**Exercise objective**
Give every line of all the entries below as a numbered list, leaving out any blank lines.

**Data shown**
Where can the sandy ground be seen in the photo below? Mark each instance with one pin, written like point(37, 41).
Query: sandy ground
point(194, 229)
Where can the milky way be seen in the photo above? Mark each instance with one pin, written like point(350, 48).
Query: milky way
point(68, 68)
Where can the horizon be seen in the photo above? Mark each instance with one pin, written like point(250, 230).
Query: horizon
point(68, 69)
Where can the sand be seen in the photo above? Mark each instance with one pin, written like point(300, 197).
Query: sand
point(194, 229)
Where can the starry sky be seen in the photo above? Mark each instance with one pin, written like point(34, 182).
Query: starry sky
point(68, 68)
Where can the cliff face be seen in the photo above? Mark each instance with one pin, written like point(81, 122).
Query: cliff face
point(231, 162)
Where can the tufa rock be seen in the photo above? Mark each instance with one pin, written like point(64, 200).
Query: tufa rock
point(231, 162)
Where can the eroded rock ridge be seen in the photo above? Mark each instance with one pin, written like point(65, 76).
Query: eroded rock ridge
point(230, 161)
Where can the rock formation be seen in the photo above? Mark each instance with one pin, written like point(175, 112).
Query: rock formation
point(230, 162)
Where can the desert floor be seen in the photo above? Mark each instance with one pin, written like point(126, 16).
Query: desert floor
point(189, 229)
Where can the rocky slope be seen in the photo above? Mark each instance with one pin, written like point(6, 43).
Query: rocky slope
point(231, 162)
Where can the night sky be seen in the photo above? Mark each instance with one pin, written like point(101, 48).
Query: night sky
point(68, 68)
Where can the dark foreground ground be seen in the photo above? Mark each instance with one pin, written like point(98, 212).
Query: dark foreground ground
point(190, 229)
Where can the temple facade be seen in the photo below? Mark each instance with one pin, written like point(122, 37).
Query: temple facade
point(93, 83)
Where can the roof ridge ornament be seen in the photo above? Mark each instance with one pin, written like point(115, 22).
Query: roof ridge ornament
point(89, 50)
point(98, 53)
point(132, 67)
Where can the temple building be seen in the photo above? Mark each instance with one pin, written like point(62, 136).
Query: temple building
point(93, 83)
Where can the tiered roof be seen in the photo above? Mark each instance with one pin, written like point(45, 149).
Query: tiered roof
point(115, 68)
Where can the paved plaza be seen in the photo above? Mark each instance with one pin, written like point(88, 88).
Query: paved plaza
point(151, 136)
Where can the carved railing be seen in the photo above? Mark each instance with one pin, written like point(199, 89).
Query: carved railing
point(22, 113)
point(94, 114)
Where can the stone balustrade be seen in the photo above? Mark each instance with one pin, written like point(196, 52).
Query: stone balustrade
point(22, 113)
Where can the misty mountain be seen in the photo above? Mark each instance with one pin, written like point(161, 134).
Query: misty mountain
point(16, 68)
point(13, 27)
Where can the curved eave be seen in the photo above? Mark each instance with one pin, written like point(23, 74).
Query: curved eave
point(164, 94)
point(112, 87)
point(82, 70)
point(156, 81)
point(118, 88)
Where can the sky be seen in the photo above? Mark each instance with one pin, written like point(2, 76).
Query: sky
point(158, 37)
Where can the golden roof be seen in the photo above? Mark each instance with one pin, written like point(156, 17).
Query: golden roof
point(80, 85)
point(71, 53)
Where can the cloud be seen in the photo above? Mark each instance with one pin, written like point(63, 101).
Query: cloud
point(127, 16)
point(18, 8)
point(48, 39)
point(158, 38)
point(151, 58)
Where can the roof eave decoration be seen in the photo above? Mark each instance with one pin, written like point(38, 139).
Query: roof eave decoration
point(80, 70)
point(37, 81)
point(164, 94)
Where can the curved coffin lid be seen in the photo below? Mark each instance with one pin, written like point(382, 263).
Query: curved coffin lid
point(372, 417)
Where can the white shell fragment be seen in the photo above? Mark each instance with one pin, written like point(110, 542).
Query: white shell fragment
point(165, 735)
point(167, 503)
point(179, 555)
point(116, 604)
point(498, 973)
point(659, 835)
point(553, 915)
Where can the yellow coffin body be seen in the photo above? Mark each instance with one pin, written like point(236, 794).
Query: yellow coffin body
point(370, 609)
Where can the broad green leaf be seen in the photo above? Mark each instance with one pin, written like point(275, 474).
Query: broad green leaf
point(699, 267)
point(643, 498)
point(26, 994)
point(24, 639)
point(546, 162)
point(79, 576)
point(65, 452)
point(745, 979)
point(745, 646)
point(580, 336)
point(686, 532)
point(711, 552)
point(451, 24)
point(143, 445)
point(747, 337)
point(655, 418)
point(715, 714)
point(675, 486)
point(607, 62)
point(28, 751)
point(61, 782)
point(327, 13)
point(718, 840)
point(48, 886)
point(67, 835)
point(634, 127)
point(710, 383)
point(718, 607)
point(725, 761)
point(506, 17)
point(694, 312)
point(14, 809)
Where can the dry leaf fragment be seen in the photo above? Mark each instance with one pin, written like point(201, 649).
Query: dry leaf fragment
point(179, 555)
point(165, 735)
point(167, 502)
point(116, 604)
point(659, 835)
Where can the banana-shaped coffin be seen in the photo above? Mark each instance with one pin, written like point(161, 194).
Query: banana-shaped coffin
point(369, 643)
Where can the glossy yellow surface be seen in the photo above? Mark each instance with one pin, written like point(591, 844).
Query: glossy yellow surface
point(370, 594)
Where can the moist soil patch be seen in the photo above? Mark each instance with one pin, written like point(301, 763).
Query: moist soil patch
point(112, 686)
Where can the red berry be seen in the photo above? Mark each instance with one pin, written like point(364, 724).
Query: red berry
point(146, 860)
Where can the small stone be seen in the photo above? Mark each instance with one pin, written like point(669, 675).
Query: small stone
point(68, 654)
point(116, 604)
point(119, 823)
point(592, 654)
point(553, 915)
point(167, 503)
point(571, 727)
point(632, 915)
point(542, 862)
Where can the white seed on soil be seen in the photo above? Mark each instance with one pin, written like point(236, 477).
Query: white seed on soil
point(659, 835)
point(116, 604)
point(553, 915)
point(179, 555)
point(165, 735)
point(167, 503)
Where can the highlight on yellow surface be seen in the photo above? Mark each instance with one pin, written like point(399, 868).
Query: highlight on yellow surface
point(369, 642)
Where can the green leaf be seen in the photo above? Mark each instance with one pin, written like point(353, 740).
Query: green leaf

**Task response**
1. Where can the sandy ground be seen in the photo below? Mark each instance with one pin, written like point(37, 41).
2. Query: sandy ground
3. point(194, 229)
4. Where can the milky way be seen in the photo above? Mark each instance with one pin, written like point(350, 48).
5. Query: milky way
6. point(68, 68)
7. Where can the horizon be seen in the photo above? Mark each instance with one pin, written like point(250, 230).
8. Query: horizon
9. point(68, 69)
10. Where can the sand be seen in the photo above? Mark each instance with one pin, written like point(300, 197).
11. Query: sand
12. point(194, 229)
13. Where can the starry sky be seen in the photo above? Mark each instance with one pin, written like point(34, 182).
14. Query: starry sky
15. point(68, 68)
16. Where can the cliff face be seen in the photo above? Mark each instance with one pin, written like point(81, 122).
17. Query: cliff face
18. point(231, 162)
19. Where can the tufa rock be seen in the photo above? Mark each instance with one pin, written like point(64, 200).
20. Query: tufa rock
21. point(231, 162)
22. Where can the eroded rock ridge be seen in the photo above? Mark each instance with one pin, written like point(65, 76).
23. Query: eroded rock ridge
24. point(230, 161)
25. Where can the rock formation be seen in the photo above? Mark each instance with one pin, written like point(175, 112).
26. Query: rock formation
27. point(230, 162)
28. Where can the desert floor be seen in the photo above? Mark each instance with one pin, written like point(126, 16).
29. Query: desert floor
30. point(189, 229)
31. Where can the rocky slope be seen in the photo above? Mark each instance with one pin, written like point(6, 43).
32. Query: rocky slope
33. point(231, 162)
34. Where can the night sky be seen in the photo above? Mark each instance with one pin, written like point(101, 48).
35. Query: night sky
36. point(68, 68)
37. Where can the dark foreground ground be seen in the photo above? Mark each instance with one pin, written like point(98, 212).
38. Query: dark foreground ground
39. point(190, 229)
40. Where can the temple facade be seen in the photo below? Mark each instance with one pin, written like point(122, 37).
41. Query: temple facade
42. point(93, 83)
43. Where can the roof ridge ornament be seen in the photo above? Mark each instance with one pin, written like point(115, 22).
44. Query: roof ridge ornament
45. point(89, 50)
46. point(98, 53)
47. point(132, 67)
48. Where can the temple building be seen in the photo above? Mark each instance with one pin, written like point(62, 136).
49. Query: temple building
50. point(93, 83)
51. Where can the tiered roof be seen in the photo above? Mark each instance with one pin, written like point(45, 149).
52. Query: tiered roof
53. point(115, 68)
54. Where can the paved plaza be seen in the photo above? Mark each instance with one pin, written like point(88, 88).
55. Query: paved plaza
56. point(151, 136)
57. Where can the carved railing be seen in the photo above? Mark each instance with one pin, written like point(199, 89).
58. Query: carved railing
59. point(22, 113)
60. point(94, 114)
61. Where can the stone balustrade be seen in the photo above? Mark each instance with one pin, written like point(196, 52).
62. Query: stone balustrade
63. point(22, 113)
64. Where can the misty mountain be seen in the photo above? Mark each instance with one pin, written like point(161, 134).
65. Query: misty mountain
66. point(16, 68)
67. point(13, 27)
68. Where can the curved eave be seen in the photo above? Mark each instance with one pin, written like point(23, 74).
69. Query: curved eave
70. point(164, 94)
71. point(112, 87)
72. point(82, 70)
73. point(156, 81)
74. point(118, 88)
75. Where can the sky be seen in the photo above? Mark each instance with one pin, written like point(2, 76).
76. Query: sky
77. point(158, 37)
78. Where can the golden roof be seen in the photo above? Mark each instance with one pin, written like point(156, 17).
79. Query: golden roof
80. point(80, 85)
81. point(71, 53)
82. Where can the cloud be seen in the photo above? Mark each instance with one pin, written like point(63, 101).
83. Query: cloud
84. point(127, 16)
85. point(18, 8)
86. point(48, 39)
87. point(158, 38)
88. point(151, 58)
89. Where can the roof eave decoration be seen in the photo above? Mark each instance with one pin, written like point(38, 139).
90. Query: roof eave decoration
91. point(80, 70)
92. point(37, 81)
93. point(164, 94)
94. Where can the curved coffin lid be seen in the photo below? Mark each instance with one pin, written like point(382, 263).
95. Query: curved coffin lid
96. point(372, 417)
97. Where can the white shell fragment be seen in the photo above? Mark each instance with one pin, written like point(110, 542).
98. Query: white shell fragment
99. point(165, 735)
100. point(167, 503)
101. point(179, 555)
102. point(116, 604)
103. point(498, 973)
104. point(659, 835)
105. point(553, 915)
106. Where can the yellow coffin body be seen in the photo above? Mark each instance with one pin, written like point(236, 794).
107. Query: yellow coffin body
108. point(370, 609)
109. Where can the broad green leaf be seen in the photo above? Mark each instance with one pin, written like point(275, 474).
110. Query: broad green leaf
111. point(699, 267)
112. point(643, 498)
113. point(26, 994)
114. point(24, 639)
115. point(546, 162)
116. point(79, 576)
117. point(65, 452)
118. point(745, 979)
119. point(745, 646)
120. point(580, 336)
121. point(686, 532)
122. point(711, 552)
123. point(451, 24)
124. point(143, 445)
125. point(747, 337)
126. point(655, 418)
127. point(715, 714)
128. point(675, 486)
129. point(607, 62)
130. point(28, 751)
131. point(61, 782)
132. point(327, 13)
133. point(718, 840)
134. point(48, 886)
135. point(67, 835)
136. point(634, 127)
137. point(710, 383)
138. point(718, 607)
139. point(725, 761)
140. point(506, 17)
141. point(694, 312)
142. point(14, 809)
143. Where can the dry leaf fragment be seen in the photo above? Mark each instance with one pin, written like point(201, 649).
144. Query: dry leaf fragment
145. point(179, 555)
146. point(165, 735)
147. point(167, 502)
148. point(116, 604)
149. point(659, 835)
150. Where can the banana-shaped coffin be seen in the photo above? Mark each instance with one pin, written like point(161, 194).
151. Query: banana-shaped coffin
152. point(369, 643)
153. Where can the glossy yellow surface be seen in the photo above? Mark each instance with one pin, written like point(591, 844).
154. Query: glossy yellow surface
155. point(370, 594)
156. Where can the moist soil patch be seen in the photo above? Mark each instance with one pin, written like point(301, 763).
157. Query: moist soil patch
158. point(112, 686)
159. Where can the red berry be seen in the photo above? Mark each instance with one pin, written like point(364, 724).
160. Query: red berry
161. point(146, 860)
162. Where can the small stone be seen in the photo above? Mark each instance with one pin, written like point(669, 675).
163. Query: small stone
164. point(68, 654)
165. point(116, 604)
166. point(119, 823)
167. point(592, 654)
168. point(553, 915)
169. point(167, 503)
170. point(571, 727)
171. point(632, 915)
172. point(542, 862)
173. Where can the white seed on soil be seen in the photo above? Mark each instance with one pin, written like point(236, 477).
174. Query: white seed on soil
175. point(659, 835)
176. point(116, 604)
177. point(553, 915)
178. point(179, 555)
179. point(165, 735)
180. point(167, 503)
181. Where can the highlight on yellow surface be seen in the photo above? Mark each instance with one pin, written like point(399, 868).
182. Query: highlight on yellow surface
183. point(369, 642)
184. Where can the green leaf be seen in the photo above? Mark each instance with one pin, written like point(353, 740).
185. Query: green leaf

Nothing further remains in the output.